* TESTO CITATO *
────────────────────
• Pesci di nebbia

colfavoredellenebbie

~ I racconti non finiti, le schegge di parole, le arie che si fischiano, le conte e gli scongiuri, che non hanno padri né nomi, sono pesci di nebbia dolce: nuotano e svaniscono.

colfavoredellenebbie

Archivi Mensili: ottobre 2009

Il treno sapeva di mele

30 venerdì Ott 2009

Posted by colfavoredellenebbie in pareti

≈ 43 commenti

Chi continuava a studiare, dopo le medie, doveva scegliere fra il treno e la corriera.
La scuola veniva dopo.

La corriera era uno scassone blu che invadeva lo stomaco di curve odor di finta pelle.
La conoscevo bene, la corriera, troppo bene la conoscevo: ci passava sui piedi, nel viale della casa grande, e la prendeva mio papà, per andare a Mantova, quasi ogni mattina, se non era in giro in qualche posto lontano.
A turno capitava, in casa, di doverla fermare con segni agitati, finchè il ritardatario non correva fuori, con la cravatta in mano e le stringhe delle scarpe da annodare.
────────────────────
* RECORD GREZZI *
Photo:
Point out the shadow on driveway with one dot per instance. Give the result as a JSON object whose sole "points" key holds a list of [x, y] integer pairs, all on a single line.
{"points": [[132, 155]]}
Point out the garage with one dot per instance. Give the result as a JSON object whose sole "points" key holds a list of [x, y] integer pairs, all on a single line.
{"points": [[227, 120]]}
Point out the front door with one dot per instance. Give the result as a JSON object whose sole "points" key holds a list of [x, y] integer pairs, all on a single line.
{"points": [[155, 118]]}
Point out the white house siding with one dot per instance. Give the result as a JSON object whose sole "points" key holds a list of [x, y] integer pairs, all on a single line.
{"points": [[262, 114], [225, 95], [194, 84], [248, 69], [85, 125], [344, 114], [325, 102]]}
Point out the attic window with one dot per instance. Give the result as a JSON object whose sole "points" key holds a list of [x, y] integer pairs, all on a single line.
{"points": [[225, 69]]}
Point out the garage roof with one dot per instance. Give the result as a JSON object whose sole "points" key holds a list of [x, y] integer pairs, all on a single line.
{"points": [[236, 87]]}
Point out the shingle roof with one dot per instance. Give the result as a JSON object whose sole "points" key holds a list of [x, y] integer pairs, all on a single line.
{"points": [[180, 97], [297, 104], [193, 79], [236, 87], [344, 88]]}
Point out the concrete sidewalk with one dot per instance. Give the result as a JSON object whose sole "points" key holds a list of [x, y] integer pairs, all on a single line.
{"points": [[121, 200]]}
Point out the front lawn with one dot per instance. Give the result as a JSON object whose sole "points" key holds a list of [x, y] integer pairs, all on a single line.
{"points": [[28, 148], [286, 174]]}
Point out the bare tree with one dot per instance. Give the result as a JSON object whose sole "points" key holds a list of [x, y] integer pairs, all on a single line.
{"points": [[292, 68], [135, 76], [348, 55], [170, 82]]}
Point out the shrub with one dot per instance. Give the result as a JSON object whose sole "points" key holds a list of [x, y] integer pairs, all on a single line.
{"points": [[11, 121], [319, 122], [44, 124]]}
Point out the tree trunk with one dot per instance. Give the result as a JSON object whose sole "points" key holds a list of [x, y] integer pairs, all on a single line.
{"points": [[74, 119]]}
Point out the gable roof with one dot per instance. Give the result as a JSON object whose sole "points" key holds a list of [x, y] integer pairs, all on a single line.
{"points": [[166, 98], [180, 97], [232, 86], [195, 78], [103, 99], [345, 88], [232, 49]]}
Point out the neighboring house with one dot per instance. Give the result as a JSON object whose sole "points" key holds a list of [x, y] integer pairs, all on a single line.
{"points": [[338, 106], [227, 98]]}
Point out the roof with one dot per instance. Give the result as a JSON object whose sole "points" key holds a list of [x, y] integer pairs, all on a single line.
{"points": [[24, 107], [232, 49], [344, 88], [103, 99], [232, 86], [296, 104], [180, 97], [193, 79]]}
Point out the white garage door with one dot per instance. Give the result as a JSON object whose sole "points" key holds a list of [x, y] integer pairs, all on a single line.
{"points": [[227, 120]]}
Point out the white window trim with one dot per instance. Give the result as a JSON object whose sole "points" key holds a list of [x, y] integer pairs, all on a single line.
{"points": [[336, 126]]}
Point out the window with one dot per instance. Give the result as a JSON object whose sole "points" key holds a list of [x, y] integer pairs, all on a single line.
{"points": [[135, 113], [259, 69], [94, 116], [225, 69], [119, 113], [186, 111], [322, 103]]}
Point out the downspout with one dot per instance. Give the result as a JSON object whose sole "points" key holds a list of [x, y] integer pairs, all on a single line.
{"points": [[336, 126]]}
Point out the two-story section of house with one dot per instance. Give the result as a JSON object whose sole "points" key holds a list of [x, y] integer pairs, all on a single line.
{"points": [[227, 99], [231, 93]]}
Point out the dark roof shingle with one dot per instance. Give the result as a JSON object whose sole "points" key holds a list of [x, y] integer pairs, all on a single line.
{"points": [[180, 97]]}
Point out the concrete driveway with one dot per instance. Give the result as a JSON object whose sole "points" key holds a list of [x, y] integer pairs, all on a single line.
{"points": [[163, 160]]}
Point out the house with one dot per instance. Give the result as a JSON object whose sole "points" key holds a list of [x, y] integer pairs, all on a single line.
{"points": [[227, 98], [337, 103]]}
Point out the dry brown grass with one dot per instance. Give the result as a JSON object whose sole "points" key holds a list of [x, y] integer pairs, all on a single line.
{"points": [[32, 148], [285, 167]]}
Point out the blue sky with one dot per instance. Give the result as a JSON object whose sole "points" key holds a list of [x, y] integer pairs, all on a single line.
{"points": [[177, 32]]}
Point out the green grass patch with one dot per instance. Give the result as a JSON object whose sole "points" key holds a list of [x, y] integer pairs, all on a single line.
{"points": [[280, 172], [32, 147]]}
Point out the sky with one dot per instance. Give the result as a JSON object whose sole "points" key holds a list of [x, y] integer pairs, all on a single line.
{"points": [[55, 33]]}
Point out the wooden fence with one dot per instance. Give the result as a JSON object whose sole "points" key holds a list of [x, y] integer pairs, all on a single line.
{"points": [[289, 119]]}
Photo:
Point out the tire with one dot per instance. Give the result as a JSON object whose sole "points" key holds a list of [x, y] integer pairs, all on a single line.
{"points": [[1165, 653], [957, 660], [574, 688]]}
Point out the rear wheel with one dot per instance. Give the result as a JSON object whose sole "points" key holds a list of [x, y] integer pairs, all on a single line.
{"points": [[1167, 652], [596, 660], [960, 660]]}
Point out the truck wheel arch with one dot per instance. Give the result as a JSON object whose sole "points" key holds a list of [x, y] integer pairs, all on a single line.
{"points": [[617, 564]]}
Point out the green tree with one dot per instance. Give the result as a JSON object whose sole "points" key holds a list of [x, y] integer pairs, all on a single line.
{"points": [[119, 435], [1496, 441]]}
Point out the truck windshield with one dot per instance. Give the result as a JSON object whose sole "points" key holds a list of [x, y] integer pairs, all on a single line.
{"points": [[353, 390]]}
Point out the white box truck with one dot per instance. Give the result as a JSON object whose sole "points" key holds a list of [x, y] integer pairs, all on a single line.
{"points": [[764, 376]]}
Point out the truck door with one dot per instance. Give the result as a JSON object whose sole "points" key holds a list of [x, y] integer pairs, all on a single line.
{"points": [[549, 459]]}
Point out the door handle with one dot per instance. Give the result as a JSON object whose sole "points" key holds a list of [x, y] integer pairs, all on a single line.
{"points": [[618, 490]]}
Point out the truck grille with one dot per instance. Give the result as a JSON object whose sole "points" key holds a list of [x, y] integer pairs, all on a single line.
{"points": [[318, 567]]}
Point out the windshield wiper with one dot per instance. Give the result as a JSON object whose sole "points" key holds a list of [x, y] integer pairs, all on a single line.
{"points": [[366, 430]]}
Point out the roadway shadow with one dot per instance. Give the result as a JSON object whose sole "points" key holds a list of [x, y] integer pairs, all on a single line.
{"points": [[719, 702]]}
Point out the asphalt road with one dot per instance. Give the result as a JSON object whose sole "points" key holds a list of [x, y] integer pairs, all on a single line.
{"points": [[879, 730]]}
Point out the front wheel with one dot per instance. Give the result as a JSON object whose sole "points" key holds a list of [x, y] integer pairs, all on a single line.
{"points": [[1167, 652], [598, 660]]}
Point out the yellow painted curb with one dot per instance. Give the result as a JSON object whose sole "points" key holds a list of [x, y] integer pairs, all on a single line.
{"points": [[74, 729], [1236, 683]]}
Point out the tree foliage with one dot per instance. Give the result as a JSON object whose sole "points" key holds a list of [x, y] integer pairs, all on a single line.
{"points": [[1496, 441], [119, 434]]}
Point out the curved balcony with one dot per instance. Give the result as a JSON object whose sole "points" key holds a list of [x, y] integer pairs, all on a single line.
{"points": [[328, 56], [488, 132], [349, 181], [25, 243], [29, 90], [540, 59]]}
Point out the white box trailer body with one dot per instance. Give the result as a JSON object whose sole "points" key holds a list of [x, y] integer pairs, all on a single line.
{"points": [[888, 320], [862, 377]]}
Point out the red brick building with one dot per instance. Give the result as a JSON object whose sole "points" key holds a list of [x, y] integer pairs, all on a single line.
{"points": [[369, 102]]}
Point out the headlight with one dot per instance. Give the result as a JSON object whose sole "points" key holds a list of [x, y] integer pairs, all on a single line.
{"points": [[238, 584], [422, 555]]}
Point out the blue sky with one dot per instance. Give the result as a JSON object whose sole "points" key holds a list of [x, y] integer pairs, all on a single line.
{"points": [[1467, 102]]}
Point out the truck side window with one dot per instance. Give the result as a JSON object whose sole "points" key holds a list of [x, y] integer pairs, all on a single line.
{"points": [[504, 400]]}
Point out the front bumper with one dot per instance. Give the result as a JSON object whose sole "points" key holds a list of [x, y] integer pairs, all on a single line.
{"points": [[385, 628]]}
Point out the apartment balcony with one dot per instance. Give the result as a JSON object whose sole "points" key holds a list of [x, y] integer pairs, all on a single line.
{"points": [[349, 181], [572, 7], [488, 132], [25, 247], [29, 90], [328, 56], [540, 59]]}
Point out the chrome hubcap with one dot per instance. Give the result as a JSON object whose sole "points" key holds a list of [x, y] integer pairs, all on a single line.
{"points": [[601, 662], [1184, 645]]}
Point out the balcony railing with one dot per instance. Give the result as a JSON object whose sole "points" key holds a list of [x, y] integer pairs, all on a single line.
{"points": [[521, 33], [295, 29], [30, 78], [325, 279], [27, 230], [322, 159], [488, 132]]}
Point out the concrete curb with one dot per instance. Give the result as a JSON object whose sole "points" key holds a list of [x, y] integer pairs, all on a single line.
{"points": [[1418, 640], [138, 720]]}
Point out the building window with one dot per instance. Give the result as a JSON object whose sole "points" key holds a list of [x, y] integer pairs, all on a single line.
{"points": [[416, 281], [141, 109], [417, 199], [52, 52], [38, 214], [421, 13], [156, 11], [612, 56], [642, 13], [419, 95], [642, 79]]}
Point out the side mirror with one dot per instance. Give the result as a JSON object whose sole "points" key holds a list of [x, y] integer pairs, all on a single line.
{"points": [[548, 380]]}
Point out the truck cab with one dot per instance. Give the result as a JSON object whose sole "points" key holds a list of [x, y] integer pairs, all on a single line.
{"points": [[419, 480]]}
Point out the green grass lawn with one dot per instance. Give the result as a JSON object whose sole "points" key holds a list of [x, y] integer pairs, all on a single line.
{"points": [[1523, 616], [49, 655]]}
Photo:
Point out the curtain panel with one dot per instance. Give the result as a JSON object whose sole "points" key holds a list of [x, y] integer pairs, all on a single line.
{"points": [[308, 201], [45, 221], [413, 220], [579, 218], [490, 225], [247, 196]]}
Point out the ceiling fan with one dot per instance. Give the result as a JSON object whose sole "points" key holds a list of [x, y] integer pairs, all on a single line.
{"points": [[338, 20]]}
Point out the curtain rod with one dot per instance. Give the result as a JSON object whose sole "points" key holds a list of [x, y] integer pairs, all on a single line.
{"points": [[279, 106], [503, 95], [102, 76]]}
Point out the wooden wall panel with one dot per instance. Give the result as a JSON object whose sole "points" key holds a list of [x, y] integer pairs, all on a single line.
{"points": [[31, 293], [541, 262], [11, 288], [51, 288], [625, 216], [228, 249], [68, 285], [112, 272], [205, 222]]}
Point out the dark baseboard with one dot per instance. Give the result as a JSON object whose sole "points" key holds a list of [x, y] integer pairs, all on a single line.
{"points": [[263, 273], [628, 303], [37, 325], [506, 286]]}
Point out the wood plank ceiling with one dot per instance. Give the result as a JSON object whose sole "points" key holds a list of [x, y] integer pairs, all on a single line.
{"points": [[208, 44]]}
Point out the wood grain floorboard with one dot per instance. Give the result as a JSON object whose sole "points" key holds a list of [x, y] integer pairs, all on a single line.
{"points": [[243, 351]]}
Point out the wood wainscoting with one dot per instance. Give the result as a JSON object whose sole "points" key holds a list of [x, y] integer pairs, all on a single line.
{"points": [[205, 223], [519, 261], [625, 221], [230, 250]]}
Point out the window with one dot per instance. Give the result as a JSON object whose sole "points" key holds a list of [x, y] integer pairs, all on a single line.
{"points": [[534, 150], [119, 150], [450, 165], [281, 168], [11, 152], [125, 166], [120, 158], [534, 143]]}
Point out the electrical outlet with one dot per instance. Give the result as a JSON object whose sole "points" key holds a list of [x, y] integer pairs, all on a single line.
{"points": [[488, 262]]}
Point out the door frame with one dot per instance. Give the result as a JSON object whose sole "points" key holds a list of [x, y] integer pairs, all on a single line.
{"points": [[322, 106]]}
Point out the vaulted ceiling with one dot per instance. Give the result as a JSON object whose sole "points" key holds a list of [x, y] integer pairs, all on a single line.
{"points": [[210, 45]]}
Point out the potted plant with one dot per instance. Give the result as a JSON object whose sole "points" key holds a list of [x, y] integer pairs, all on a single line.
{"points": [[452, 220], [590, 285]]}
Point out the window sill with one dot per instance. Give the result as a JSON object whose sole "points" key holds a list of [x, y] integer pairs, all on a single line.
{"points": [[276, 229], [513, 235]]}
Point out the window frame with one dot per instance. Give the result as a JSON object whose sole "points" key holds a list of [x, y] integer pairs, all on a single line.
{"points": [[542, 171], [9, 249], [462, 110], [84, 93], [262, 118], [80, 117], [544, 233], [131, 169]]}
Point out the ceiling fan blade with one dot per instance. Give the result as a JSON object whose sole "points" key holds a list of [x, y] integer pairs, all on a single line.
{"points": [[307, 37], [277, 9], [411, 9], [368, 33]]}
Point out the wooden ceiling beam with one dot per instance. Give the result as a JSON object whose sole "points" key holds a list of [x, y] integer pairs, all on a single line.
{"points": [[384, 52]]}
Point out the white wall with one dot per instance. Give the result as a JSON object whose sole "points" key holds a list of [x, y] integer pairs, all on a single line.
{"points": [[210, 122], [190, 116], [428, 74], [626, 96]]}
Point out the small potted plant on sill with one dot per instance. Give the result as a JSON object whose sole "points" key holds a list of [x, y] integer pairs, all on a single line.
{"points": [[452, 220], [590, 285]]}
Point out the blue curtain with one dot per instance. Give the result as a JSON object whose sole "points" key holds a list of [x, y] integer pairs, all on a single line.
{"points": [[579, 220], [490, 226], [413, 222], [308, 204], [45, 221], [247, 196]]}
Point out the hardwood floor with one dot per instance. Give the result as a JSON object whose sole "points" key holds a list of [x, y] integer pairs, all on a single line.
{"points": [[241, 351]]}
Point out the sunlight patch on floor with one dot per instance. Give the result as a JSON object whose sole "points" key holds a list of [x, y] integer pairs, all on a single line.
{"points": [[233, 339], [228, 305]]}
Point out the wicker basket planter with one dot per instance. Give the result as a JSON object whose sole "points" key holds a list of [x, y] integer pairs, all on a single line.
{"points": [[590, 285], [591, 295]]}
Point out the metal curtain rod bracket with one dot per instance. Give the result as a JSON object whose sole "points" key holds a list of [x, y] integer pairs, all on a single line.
────────────────────
* DA SVOLGERE *
Secondo il brano, fra quali due mezzi doveva scegliere chi continuava a studiare dopo le medie? I record provengono da una fonte diversa.

* RISPOSTA CORRETTA *
Fra il treno e la corriera.